(Dataset rows)
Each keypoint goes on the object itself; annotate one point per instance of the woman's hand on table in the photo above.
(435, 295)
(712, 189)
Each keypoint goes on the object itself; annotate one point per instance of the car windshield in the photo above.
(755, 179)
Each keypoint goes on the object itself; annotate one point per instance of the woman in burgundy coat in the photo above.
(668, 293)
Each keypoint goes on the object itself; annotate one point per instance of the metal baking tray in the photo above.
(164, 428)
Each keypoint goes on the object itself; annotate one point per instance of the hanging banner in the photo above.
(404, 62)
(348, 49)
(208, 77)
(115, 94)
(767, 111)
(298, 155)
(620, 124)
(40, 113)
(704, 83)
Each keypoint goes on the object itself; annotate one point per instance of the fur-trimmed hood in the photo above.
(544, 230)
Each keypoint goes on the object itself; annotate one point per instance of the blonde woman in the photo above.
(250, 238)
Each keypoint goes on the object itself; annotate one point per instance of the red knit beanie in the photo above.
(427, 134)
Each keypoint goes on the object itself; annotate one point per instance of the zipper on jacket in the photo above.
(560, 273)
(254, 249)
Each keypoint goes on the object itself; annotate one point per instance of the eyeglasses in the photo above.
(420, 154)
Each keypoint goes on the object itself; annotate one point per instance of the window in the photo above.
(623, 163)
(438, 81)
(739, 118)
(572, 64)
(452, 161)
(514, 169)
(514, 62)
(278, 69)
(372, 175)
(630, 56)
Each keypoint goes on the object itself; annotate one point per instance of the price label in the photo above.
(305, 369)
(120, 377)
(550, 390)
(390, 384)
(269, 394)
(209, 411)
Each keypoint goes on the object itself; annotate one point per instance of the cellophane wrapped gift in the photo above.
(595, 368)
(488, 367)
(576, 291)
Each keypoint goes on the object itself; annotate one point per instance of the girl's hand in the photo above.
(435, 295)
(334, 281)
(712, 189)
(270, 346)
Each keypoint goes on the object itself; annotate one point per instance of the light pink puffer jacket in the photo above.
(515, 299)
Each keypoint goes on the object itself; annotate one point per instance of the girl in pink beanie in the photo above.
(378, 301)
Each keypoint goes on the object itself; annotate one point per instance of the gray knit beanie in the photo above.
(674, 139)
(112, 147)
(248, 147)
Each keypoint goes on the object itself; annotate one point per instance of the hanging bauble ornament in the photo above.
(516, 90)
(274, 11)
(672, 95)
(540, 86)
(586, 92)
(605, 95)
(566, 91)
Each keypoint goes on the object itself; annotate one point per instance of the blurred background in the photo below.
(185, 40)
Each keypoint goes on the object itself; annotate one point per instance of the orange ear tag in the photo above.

* Set task
Rewrite the entries above, changing every "annotate" to "mark" and keeping all other text as it is.

* Reply
Each keypoint goes on the object itself; mark one point per instance of the woman's hand on table in the photo above.
(435, 295)
(712, 189)
Each keypoint goes on the object itself; mark one point per instance of the car windshield in the photo above.
(755, 179)
Each keypoint goes on the object itself; mark one point per instance of the woman in burgundy coat in the photo above.
(668, 293)
Each keypoint goes on the object itself; mark one point per instance of the metal baking tray in the photo above.
(164, 428)
Each keypoint goes on the object itself; mark one point per instance of the hanging banner in the photo above.
(404, 62)
(348, 49)
(208, 77)
(115, 94)
(767, 111)
(298, 155)
(620, 124)
(40, 113)
(704, 83)
Each keypoint goes on the object itself; mark one point per instance of the fur-trimmed hood in the photo above.
(544, 230)
Each keypoint goes on the object itself; mark one point per instance of the blonde woman in the photo above.
(250, 238)
Each keypoint goes on the object itself; mark one point per instance of the red knit beanie in the photo above.
(427, 134)
Each keypoint goes on the object itself; mark one point per instance of the zipper on jacket in the photo above.
(560, 273)
(254, 249)
Each keypoint goes on the object itself; mark one point per instance of the eyeglasses in the photo above.
(420, 154)
Each keypoint goes on the object itself; mark one point per instance of the window in the photo above.
(623, 163)
(438, 81)
(739, 118)
(572, 64)
(452, 161)
(514, 169)
(514, 62)
(278, 69)
(372, 175)
(630, 56)
Each keypoint goes on the object itself; mark one point per instance of the price label in the photo above.
(305, 369)
(120, 377)
(550, 390)
(390, 384)
(269, 394)
(209, 411)
Each keypoint goes on the object itself; mark one point per instance of the cellophane wrapped gift in the photo above.
(595, 368)
(488, 367)
(576, 291)
Each keypoint goes on the object itself; mark one point per instance of the girl's hand in the photo above.
(435, 295)
(334, 281)
(712, 189)
(270, 346)
Each keypoint goes on the object itself; mark one point per instance of the light pink puffer jacket in the photo above.
(515, 299)
Each keypoint goes on the object itself; mark one point per instance of the girl in pink beanie in the photo above.
(378, 301)
Each keypoint goes on the object itself; mark one point per instance of the gray knit beanie in the photo above.
(674, 139)
(112, 147)
(248, 147)
Each keypoint goes on the object itself; mark one point per instance of the hanging bauble ornament in the photo above.
(516, 90)
(274, 11)
(672, 95)
(540, 86)
(586, 92)
(605, 95)
(566, 91)
Each keypoint goes on the object itself; mark one point per instance of the blurred background in the photo below.
(185, 40)
Each keypoint goes on the object itself; mark one point per instance of the orange ear tag in the photo above.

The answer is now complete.